KUTIPAN TERPILIH:

_ _ _ _ _

Dalam Islam kita mengenal beberapa hari kebesaran, dalam satu minggu
kita akan bertemu dengan hari Jum`at, sebuah hari raya dalam tarf
mingguan. Untuk level tahunan kita pun mengenal Idul fitri dan Idul
adha, merupakan dua hari kebesaran level tahunan bagi komunitas muslim
se-dunia.
Dalam Islam kita
mengenal beberapa hari kebesaran, dalam satu minggu kita akan bertemu
dengan hari Jum`at, sebuah hari raya dalam tarf mingguan. Untuk level
tahunan kita pun mengenal Idul fitri dan Idul adha, merupakan dua hari
kebesaran level tahunan bagi komunitas muslim se-dunia. Mengenai Ied
yang pertama (Idul fitri) lumrahnya kita lebih perhatian dalam menyambut
kedatangannya dan merasakan lebih semarak dalam setiap kali
memperingatinya.
Idul fitri yang dirayakan pada setiap
tanggal 1 Syawal, eksistensinya terasa lebih sakral jika dibandingkan
dengan Idul adha yang terjadi pada tanggal 10 Dzulhijjah, sebab jatuhnya
Idul fitri tepat setelah satu bulan penuh kita melaksanakan ibadah
puasa. Sehingga dengan tibanya tanggal 1 Syawal kita seakan-akan
merasakan sebuah kemenangan dalam mengendalikan hawa nafsu.

_ _ _ _ _

YANG PERLU DIKERJAKAN:
[1] Tuliskan ulang bagian kutipan tentang hari raya Islam, mulai dari kata yang memuat "Dalam Islam kita mengenal" dan berhenti setelah "memperingatinya.".
[2] Apakah tiap pernyataan ini sesuai dengan kutipan tentang hari raya Islam: (a) Idul fitri dirayakan pada tanggal 10 Dzulhijjah; (b) hari Jum`at disebut hari raya dalam tingkat mingguan; (c) Idul fitri jatuh tepat setelah sebulan penuh ibadah puasa? Jawab ya atau tidak untuk masing-masing, disertai kutipan persis kata-kata teks yang menentukan.

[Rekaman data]
_ _ _ _ _

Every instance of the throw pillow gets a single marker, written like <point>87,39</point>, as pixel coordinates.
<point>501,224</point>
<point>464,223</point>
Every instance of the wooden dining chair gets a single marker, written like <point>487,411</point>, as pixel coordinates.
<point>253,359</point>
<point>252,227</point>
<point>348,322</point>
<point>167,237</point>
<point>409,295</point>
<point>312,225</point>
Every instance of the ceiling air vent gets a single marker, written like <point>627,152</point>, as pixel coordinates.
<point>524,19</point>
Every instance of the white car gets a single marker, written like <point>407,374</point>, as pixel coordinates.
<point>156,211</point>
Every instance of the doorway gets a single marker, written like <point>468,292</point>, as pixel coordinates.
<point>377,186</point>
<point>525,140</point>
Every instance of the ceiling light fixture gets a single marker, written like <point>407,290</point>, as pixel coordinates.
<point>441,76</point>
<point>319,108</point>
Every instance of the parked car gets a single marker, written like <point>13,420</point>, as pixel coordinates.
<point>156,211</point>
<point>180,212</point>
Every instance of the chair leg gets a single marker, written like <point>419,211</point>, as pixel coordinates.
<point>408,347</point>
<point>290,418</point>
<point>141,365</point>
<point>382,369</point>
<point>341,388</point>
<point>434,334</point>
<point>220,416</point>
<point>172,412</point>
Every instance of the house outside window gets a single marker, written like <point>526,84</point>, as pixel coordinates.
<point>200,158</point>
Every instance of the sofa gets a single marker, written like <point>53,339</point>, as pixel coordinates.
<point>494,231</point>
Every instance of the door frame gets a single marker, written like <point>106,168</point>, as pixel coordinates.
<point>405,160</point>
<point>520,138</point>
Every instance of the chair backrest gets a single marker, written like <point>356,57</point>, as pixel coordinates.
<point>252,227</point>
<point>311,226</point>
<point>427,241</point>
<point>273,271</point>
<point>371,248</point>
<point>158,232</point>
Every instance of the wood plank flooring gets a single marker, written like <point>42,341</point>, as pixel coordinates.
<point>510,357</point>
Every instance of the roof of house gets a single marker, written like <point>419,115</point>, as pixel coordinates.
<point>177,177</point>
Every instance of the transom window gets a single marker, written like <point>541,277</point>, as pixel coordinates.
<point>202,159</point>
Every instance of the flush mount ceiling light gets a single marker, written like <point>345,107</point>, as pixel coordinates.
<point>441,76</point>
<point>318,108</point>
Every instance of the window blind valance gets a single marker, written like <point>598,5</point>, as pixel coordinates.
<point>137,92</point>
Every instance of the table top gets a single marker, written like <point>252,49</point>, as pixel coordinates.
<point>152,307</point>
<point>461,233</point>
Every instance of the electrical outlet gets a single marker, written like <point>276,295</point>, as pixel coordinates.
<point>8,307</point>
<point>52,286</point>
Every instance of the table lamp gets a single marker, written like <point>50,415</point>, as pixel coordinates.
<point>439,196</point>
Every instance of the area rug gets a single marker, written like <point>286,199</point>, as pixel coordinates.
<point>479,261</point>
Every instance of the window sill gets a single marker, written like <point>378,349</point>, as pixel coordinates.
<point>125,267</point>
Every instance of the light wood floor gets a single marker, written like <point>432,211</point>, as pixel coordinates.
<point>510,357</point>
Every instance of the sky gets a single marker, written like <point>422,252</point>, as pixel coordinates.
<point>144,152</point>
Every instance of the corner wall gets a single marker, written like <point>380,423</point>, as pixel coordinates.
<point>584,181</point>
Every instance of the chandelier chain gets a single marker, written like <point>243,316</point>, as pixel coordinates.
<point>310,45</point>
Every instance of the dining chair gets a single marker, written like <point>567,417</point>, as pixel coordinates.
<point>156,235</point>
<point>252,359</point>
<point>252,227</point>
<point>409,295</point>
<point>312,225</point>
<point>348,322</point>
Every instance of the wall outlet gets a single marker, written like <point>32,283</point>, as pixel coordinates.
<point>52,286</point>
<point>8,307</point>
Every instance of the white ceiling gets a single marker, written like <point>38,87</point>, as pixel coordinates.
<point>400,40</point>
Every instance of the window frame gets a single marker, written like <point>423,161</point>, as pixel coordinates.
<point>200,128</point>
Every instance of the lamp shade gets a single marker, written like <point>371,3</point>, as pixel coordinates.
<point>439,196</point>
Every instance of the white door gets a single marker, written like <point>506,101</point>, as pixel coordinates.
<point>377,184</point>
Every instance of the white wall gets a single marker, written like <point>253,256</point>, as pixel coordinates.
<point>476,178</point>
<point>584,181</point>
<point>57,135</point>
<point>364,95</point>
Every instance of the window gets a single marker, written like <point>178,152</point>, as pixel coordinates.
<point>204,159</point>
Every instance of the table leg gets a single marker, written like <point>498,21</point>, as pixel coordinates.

_ _ _ _ _

JAWABAN LENGKAP:
[1]
Dalam Islam kita mengenal beberapa hari kebesaran, dalam satu minggu
kita akan bertemu dengan hari Jum`at, sebuah hari raya dalam tarf
mingguan. Untuk level tahunan kita pun mengenal Idul fitri dan Idul
adha, merupakan dua hari kebesaran level tahunan bagi komunitas muslim
se-dunia.
Dalam Islam kita
mengenal beberapa hari kebesaran, dalam satu minggu kita akan bertemu
dengan hari Jum`at, sebuah hari raya dalam tarf mingguan. Untuk level
tahunan kita pun mengenal Idul fitri dan Idul adha, merupakan dua hari
kebesaran level tahunan bagi komunitas muslim se-dunia. Mengenai Ied
yang pertama (Idul fitri) lumrahnya kita lebih perhatian dalam menyambut
kedatangannya dan merasakan lebih semarak dalam setiap kali
memperingatinya.

[2]
(a) Tidak: "Idul fitri yang dirayakan pada setiap tanggal 1 Syawal"
(b) Ya: "hari Jum`at, sebuah hari raya dalam tarf mingguan"
(c) Ya: "jatuhnya Idul fitri tepat setelah satu bulan penuh kita melaksanakan ibadah puasa"